===== 所给文本

与此同时,陆海空三军都对邓丽君进行了褒奖。所有的褒奖,都不止针对艺术的弘扬,而是升级到了民族情操上,升级到了民族荣誉上。这些都超出了歌迷们的想象力,超出了各大媒体的八卦冲击力。就连好事者,震惊之余,忘了谣言该从何说起,一时间竟然和谐地和歌迷们一起沉痛默哀。所有的报道,都带着一种空远的敬意,带着一种压抑的莫名其妙的感情,带着一种为爆发埋下伏笔的姿态,专等着谷正文这类人物的出现。
一旦谷正文出现,翻江倒海的趋势已经形成,至于他到底说了什么细节,已经不重要了。因此,当杂志报道一出现,人们,包括挚爱邓丽君的粉丝,就都只听到了一个信息,那就是邓丽君是间谍。
这个信息潇洒而决断地圆了葬礼豪华的因,然而却又生出了另一个果。邓丽君是间谍!是特务!一个如此甜美宁静的女子,瞬间就与杀人不眨眼的魔王产生了千丝万缕的联系。怎一个惊诧了得。哼!原来那个甜蜜的形象不过是个面具,是个迷惑众人的妖术!这样的诽谤轰然而至,像海啸,灾难性地袭来,加之各地各国煞有介事的媒体的采访追踪,一次又一次坐实。
连最忠诚的粉丝们,一时间都不知道该如何维护她了。再回头听她的歌,甜蜜蜜,甜蜜蜜,你笑得甜蜜蜜……原来这一切都是你太有心计!!!有一些粉丝怒了,为自己的被欺骗,为自己曾经的着迷。然而,这怒,烧着烧着却烧向了谷正文:你,不过是一个追不上太阳脚步的老者,是一个逞强斗狠一辈子、在暮年忽然无事可做的老者,兴风作浪惯了,现在不甘寂寞,居然开始妄口巴舌?
斥责是走向了谷正文,可粉丝们在心里到底对邓丽君有些淡了,茫茫然,悻悻然的。你怎么可以和政治搅在一起?你怎么可以一边唱着那么美丽温柔的情歌,一边去做毁灭破坏的狠事?

==========
===== 所给数据

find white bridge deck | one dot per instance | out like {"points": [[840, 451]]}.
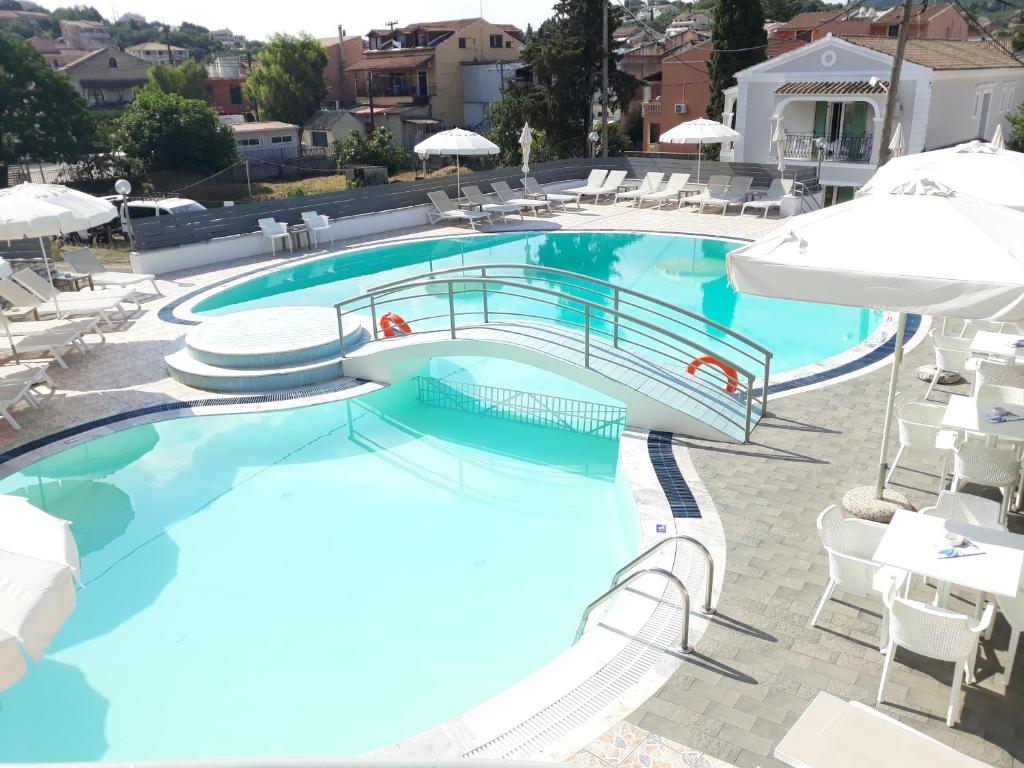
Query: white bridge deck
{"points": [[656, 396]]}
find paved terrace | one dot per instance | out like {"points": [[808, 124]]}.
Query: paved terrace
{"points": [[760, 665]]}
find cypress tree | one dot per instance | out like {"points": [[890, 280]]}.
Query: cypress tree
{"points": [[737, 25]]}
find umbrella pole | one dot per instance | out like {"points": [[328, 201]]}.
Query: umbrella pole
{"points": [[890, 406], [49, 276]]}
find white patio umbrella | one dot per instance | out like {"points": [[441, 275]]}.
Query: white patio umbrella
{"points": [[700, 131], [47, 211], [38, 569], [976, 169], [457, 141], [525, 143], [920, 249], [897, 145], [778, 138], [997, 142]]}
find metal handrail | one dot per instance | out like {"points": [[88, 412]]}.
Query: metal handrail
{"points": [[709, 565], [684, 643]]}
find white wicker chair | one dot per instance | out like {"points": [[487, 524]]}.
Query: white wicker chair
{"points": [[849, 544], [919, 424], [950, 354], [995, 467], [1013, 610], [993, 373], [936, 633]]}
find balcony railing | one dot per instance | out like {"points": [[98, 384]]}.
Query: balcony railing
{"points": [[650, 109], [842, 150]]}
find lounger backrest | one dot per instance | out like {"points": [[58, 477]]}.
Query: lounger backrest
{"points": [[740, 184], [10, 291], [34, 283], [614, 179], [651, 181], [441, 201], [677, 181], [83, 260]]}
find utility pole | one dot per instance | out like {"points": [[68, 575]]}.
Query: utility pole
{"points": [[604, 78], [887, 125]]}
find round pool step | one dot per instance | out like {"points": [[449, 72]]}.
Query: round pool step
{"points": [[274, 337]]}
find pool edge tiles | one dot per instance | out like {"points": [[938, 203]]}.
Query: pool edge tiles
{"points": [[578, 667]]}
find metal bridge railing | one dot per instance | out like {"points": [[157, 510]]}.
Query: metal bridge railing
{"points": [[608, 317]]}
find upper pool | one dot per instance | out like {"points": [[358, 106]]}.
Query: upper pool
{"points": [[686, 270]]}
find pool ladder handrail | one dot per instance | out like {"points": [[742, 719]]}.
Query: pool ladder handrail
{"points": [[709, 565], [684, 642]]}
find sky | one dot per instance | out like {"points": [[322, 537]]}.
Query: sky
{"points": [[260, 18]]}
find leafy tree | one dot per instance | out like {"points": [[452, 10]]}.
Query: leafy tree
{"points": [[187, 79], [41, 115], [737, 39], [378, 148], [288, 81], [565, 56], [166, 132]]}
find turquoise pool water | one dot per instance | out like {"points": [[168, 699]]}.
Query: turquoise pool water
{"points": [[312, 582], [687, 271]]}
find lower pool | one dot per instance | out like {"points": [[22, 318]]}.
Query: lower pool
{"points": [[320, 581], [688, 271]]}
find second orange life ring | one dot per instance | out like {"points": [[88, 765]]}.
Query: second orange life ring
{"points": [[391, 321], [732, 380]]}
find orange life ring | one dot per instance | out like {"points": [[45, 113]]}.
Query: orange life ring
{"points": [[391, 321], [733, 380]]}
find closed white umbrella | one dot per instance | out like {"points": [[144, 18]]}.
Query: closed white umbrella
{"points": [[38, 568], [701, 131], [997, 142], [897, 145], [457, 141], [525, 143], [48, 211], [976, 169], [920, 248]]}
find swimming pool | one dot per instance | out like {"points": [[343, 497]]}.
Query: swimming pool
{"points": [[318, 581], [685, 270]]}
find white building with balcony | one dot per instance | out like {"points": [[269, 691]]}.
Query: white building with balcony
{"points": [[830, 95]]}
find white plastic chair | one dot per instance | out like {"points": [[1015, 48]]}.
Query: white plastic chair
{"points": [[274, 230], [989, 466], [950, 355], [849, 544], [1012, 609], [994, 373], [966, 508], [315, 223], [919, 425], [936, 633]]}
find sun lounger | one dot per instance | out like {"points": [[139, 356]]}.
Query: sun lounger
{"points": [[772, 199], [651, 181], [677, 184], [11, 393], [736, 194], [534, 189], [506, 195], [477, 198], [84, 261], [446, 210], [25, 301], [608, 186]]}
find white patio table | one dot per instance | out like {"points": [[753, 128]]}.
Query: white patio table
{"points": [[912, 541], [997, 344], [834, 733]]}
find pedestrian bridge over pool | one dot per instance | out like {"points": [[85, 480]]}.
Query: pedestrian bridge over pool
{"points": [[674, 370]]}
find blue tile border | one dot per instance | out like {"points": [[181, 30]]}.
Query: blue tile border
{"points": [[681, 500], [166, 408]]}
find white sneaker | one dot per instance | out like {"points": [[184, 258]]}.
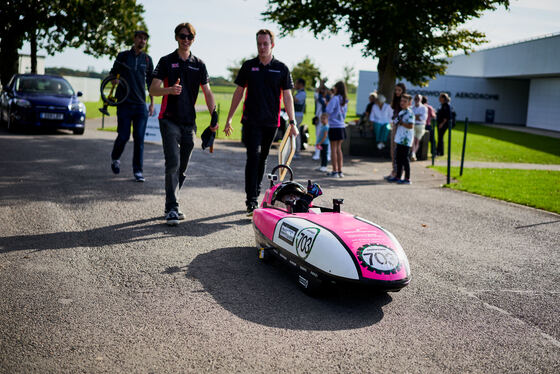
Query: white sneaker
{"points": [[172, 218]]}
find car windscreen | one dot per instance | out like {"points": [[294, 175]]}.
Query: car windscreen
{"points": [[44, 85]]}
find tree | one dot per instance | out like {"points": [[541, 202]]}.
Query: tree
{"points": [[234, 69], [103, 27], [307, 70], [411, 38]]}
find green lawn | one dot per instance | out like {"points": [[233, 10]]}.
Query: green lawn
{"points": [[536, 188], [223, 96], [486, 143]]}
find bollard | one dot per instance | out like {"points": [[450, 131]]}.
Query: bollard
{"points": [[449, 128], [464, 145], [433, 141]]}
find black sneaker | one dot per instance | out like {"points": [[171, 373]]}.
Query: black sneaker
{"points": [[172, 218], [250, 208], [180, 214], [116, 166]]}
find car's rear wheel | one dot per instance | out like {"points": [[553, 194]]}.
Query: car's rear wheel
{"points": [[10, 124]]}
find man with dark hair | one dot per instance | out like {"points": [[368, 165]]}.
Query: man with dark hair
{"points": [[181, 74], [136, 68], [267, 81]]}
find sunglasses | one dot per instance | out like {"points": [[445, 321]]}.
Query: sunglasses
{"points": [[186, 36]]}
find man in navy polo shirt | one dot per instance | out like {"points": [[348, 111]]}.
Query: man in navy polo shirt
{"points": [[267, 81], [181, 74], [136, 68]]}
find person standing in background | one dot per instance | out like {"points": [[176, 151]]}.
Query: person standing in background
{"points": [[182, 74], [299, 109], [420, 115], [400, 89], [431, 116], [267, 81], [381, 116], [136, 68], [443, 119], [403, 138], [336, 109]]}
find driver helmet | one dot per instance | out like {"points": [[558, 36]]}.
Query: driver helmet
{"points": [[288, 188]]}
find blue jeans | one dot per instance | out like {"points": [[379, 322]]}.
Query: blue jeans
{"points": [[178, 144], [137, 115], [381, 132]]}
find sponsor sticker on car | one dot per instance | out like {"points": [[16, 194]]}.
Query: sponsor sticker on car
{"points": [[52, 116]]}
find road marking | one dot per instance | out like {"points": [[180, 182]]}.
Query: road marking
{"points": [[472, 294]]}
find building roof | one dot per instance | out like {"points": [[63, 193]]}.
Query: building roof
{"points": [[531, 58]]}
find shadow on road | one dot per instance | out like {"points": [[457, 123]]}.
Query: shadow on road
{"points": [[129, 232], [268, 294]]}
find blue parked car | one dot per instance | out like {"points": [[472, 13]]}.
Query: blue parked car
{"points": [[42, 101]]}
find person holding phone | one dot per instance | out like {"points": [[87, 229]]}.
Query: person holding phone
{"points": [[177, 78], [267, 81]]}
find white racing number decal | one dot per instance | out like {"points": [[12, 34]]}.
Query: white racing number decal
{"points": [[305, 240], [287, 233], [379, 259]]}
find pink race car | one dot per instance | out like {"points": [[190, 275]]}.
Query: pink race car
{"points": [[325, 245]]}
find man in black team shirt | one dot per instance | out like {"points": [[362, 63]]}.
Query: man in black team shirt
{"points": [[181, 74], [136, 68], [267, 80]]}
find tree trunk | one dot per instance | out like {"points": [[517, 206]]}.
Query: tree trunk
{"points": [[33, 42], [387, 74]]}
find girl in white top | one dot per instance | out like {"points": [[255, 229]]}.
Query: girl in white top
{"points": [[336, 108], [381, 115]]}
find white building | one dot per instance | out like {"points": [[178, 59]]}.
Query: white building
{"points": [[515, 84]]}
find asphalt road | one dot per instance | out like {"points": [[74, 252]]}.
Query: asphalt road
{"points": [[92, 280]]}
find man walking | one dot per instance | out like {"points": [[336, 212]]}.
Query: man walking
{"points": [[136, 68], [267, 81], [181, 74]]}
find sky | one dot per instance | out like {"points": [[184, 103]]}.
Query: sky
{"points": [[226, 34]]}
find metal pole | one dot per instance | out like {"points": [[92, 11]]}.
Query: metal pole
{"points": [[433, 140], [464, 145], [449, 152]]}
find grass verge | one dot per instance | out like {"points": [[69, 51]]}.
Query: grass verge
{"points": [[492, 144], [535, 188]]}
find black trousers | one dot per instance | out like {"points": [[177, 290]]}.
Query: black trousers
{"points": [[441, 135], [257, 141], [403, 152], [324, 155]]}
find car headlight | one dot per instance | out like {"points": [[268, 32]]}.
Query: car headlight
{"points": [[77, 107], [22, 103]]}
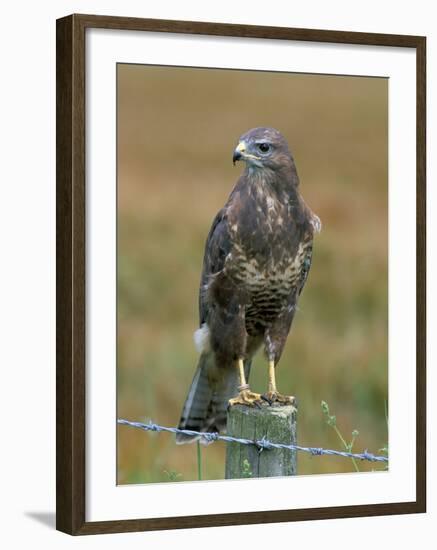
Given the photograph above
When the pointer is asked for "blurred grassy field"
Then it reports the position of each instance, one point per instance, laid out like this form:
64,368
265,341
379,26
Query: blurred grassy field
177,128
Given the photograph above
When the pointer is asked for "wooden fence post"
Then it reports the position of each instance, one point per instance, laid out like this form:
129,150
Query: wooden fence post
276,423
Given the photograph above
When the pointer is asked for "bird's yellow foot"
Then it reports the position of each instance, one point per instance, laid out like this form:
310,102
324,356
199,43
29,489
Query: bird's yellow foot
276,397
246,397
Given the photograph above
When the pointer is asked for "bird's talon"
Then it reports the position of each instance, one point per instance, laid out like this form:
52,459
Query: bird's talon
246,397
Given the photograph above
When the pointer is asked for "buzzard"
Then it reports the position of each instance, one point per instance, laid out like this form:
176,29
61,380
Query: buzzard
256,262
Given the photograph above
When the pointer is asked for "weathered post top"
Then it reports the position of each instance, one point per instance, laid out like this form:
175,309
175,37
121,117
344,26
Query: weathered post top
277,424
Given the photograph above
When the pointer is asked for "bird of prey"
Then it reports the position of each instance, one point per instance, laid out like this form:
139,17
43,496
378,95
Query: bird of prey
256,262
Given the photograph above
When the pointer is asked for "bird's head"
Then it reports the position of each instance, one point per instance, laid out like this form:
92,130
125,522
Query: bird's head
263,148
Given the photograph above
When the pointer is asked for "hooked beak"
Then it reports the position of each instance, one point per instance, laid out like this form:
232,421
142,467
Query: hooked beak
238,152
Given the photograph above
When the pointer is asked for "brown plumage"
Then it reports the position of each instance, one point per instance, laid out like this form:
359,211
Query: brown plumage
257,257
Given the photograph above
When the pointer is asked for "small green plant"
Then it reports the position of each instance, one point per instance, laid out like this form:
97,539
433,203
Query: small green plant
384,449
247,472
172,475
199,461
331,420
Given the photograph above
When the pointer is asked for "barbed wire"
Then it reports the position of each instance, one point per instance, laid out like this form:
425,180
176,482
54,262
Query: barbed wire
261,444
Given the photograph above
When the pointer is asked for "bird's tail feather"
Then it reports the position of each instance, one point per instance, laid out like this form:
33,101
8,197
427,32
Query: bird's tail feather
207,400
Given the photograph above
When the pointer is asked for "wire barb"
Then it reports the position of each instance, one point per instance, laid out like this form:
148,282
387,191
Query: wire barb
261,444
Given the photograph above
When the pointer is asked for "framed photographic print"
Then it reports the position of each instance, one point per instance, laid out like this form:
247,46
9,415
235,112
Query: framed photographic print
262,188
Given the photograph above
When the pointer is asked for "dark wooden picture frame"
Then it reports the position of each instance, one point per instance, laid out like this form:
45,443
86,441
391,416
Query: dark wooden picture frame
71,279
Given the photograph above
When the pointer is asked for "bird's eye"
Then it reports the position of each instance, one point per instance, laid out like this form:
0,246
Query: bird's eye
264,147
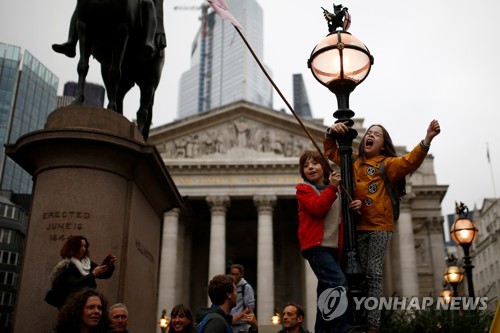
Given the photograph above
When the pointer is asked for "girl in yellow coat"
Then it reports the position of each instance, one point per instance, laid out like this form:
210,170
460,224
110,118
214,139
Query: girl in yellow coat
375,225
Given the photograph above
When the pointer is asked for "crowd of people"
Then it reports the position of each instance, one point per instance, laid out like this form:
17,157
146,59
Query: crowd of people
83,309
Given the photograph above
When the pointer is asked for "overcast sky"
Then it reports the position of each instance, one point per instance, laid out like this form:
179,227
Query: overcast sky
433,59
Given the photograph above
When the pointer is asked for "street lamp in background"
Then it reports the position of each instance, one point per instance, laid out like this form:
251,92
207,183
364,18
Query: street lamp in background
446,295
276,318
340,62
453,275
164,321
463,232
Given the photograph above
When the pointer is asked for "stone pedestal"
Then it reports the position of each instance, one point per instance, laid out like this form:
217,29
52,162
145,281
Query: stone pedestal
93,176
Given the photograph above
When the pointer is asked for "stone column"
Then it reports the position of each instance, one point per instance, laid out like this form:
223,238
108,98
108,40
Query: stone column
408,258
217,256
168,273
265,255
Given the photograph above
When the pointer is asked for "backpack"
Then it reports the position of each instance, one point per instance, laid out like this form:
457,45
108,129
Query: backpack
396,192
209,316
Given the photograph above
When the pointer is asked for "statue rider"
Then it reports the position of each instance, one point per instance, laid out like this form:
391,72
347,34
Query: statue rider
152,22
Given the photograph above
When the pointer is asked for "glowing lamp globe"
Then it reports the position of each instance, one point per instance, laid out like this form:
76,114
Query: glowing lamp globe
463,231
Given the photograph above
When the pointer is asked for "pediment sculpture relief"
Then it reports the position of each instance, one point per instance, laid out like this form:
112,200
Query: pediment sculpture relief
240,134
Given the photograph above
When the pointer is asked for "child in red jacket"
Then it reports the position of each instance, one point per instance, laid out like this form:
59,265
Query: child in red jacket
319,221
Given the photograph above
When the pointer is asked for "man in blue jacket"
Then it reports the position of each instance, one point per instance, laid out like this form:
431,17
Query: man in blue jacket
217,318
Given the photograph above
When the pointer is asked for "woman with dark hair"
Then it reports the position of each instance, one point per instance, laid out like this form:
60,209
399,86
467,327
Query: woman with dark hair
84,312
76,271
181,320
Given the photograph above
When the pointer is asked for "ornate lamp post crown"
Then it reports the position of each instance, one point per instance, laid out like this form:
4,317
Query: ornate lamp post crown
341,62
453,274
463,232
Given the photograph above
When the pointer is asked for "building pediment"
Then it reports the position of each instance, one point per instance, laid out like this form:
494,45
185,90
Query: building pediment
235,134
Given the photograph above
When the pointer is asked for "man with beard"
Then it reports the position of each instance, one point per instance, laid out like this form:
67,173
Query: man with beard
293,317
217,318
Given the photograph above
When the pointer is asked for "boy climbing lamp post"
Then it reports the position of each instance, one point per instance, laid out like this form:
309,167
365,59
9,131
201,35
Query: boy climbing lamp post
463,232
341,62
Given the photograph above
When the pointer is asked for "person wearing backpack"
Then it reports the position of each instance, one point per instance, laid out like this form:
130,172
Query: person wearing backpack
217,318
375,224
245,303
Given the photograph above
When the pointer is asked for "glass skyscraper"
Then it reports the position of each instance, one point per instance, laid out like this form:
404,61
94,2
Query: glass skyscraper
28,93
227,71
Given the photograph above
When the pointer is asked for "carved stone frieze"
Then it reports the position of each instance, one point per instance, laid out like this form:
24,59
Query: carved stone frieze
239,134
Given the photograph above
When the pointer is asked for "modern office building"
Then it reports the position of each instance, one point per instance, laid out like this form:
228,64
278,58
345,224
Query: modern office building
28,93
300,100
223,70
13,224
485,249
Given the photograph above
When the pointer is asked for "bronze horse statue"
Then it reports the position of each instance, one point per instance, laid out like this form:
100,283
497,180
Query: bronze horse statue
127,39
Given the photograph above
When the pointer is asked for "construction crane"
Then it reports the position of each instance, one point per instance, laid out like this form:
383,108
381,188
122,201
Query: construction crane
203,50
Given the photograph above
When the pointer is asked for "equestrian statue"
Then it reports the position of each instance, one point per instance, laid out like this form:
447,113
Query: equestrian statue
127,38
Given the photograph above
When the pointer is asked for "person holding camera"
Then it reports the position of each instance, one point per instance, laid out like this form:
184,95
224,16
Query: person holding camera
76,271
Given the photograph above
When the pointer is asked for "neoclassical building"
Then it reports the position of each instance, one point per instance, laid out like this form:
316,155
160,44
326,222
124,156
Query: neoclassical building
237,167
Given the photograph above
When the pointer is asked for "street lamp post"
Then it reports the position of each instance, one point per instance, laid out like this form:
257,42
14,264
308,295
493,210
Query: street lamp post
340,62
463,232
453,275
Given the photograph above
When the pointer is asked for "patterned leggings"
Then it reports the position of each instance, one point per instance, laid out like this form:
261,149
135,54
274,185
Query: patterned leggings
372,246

==========

_作业要求 1_. 用两句话概括所给文本的内容。
_作业要求 2_. 请接着这篇讲邓丽君间谍传闻的文本续写下去。

_练习答案 1_. 陆海空三军对邓丽君的褒奖上升到民族情操和民族荣誉的高度，谷正文出现后，杂志报道让人们只听到一个信息：邓丽君是间谍。这一诽谤经各地各国媒体的采访追踪一再坐实，部分粉丝虽把怒火烧向谷正文，心里对邓丽君却到底有些淡了。

_练习答案 2_.
台湾的民众受不了,大陆的歌迷愤愤然。面对这样的情景,邓家人坐不住了。四兄弟宠爱的、家里唯一的女孩已经不在了,身后却又要遭受这样的诋毁和侮辱,让他们情何以堪?四兄弟好气愤:谁都能看到她的大红大紫,感受到她的荣宠至极,可谁能知道,她的负担到底有多少?谁能知道,她的内心曾经经历过多少痛苦,又有几多无奈?邓家人忍无可忍,邓丽君的长兄邓长安站出来澄清:不要再往亡人身上泼脏水了!她根本就没有、也不可能做过这样的事情!只有别有用心的人,才会用这种方法来诋毁亡人!真为你们这样的人感到可耻。
这话能安抚歌迷,却说不动谷正文,也劝不了一些媒体人。日本著名记者宇畸真及自由作家渡边也寸二人为了解开这个谜底,深入台湾进行采访追踪。最后得出结论:邓丽君的确是秘密情报人员。
这个铁的结论后面,还跟着一些柔性的解释:当时,台湾正处于戒严令期间,为台湾政府做情报工作,是当时出入境申请审查的一个重要项目。所有人出境,都要填写愿意参与国民党情报工作的内容。在这种情况下,邓丽君没有选择。当时的邓丽君只有15岁,尚未成年,别说对政治情报一窍不通,就是对这项内容对她的影响恐怕也是丝毫不知。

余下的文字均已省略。